- WHAT IS EXPECTED -
How many of the lines below contain the string "dock", matching case exactly? Reply with the number alone.

Segmentation labeling entries:
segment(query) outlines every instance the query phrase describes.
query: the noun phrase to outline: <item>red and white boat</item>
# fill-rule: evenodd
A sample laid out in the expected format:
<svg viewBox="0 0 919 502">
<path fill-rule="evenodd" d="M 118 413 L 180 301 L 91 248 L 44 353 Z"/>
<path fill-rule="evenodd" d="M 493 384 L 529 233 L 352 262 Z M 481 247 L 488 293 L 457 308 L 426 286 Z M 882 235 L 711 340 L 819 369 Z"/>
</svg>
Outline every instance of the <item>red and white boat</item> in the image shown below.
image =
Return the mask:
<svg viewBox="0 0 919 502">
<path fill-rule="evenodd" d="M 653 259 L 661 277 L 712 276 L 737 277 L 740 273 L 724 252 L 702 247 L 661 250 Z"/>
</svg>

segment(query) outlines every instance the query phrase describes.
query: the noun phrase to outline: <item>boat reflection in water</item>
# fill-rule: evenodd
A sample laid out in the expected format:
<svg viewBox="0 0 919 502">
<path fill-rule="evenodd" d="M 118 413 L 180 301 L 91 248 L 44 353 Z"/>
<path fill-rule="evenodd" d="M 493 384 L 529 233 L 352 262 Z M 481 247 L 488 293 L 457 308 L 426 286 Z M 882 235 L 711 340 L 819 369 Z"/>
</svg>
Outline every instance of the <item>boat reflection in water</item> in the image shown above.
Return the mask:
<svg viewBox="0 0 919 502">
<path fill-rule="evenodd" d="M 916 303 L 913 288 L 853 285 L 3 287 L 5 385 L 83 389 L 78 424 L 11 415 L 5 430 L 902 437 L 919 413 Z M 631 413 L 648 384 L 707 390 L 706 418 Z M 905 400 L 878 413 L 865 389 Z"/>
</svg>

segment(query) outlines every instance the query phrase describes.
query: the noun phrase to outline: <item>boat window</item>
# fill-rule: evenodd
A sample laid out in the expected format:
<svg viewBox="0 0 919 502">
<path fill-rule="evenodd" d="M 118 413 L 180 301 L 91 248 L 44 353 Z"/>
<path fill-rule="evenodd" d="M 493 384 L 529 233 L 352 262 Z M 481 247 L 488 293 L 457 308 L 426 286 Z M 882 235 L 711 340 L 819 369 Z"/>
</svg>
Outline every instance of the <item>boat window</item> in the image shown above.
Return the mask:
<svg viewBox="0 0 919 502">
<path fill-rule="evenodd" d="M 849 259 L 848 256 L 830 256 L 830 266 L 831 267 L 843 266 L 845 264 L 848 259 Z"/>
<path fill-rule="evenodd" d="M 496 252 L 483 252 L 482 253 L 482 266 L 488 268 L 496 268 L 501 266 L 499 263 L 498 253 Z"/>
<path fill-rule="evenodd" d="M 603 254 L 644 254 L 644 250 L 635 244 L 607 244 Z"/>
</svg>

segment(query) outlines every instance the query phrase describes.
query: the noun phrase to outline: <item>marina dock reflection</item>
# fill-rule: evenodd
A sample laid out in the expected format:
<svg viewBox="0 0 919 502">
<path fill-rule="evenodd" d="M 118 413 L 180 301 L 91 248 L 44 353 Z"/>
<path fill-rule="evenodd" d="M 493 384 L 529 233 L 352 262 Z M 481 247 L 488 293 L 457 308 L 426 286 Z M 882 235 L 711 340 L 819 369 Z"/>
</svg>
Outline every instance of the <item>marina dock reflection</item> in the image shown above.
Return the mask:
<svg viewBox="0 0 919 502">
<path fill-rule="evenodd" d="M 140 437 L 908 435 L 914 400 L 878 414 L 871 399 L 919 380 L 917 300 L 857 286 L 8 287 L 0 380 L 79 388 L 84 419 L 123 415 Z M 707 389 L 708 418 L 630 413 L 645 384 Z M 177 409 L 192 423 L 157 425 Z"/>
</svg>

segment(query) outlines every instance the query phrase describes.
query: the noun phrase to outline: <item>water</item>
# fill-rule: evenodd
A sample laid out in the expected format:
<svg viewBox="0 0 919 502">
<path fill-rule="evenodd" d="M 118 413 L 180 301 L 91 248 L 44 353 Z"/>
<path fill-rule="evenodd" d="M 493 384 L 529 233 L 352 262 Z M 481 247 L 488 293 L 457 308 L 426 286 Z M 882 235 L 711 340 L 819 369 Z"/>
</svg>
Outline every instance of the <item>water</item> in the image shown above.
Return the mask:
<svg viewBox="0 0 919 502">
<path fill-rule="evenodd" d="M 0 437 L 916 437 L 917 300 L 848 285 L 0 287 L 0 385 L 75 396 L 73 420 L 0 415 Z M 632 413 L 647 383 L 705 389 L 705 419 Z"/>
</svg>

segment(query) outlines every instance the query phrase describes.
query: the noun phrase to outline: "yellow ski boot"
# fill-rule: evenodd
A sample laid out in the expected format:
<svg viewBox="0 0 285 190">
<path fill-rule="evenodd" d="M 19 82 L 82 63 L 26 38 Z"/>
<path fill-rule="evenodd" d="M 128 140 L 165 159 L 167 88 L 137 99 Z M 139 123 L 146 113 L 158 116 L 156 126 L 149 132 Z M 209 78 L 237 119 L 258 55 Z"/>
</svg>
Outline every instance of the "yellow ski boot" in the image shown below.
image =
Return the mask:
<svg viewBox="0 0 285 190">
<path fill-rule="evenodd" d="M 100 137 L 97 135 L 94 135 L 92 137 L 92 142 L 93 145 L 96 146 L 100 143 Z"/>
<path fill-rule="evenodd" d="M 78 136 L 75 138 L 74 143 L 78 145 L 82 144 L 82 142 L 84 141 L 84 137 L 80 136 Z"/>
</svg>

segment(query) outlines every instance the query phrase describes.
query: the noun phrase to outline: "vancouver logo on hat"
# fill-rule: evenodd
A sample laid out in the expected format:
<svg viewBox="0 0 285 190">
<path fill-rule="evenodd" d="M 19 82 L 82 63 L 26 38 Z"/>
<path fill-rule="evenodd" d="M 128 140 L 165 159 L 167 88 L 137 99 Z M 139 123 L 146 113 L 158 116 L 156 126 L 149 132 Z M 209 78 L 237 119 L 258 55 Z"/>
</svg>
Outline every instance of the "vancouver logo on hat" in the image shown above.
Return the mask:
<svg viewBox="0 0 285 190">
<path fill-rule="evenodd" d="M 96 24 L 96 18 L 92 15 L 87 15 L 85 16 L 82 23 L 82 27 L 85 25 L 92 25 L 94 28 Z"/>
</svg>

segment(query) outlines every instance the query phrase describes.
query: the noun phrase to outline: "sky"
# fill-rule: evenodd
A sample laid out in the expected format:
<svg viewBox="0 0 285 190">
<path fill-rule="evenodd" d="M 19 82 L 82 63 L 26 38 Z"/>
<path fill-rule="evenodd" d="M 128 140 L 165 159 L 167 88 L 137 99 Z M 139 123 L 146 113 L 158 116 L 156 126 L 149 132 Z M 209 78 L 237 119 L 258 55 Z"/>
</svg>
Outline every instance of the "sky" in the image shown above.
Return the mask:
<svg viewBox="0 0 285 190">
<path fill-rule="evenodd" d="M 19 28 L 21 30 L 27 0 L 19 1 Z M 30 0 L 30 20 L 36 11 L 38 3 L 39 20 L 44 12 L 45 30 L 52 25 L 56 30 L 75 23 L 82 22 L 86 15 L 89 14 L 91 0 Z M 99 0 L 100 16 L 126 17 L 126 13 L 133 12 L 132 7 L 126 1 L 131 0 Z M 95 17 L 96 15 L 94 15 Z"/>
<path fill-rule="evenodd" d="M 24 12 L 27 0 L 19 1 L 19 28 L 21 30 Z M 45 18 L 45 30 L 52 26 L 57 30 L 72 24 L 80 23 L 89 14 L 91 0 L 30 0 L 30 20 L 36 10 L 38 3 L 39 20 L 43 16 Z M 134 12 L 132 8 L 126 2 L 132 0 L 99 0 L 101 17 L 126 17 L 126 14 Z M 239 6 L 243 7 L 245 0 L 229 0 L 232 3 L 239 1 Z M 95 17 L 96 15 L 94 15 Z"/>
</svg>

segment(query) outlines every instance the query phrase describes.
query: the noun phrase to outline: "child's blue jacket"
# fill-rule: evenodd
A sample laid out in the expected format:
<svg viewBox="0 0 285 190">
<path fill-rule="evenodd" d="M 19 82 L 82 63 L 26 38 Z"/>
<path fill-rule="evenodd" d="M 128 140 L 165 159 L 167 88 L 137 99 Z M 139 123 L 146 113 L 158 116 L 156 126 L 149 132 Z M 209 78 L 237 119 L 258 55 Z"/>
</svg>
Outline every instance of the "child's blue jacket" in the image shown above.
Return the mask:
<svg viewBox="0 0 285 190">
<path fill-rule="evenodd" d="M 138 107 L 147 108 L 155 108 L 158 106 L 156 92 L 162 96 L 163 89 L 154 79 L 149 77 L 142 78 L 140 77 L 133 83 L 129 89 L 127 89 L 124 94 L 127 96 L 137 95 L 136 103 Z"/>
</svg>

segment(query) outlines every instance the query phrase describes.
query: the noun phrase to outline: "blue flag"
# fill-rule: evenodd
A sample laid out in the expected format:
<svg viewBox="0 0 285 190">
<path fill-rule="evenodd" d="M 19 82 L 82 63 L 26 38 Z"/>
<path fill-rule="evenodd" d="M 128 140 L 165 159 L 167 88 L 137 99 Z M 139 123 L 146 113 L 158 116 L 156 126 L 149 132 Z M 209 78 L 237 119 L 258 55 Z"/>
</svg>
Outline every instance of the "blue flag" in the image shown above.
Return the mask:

- OUTPUT OF THE TASK -
2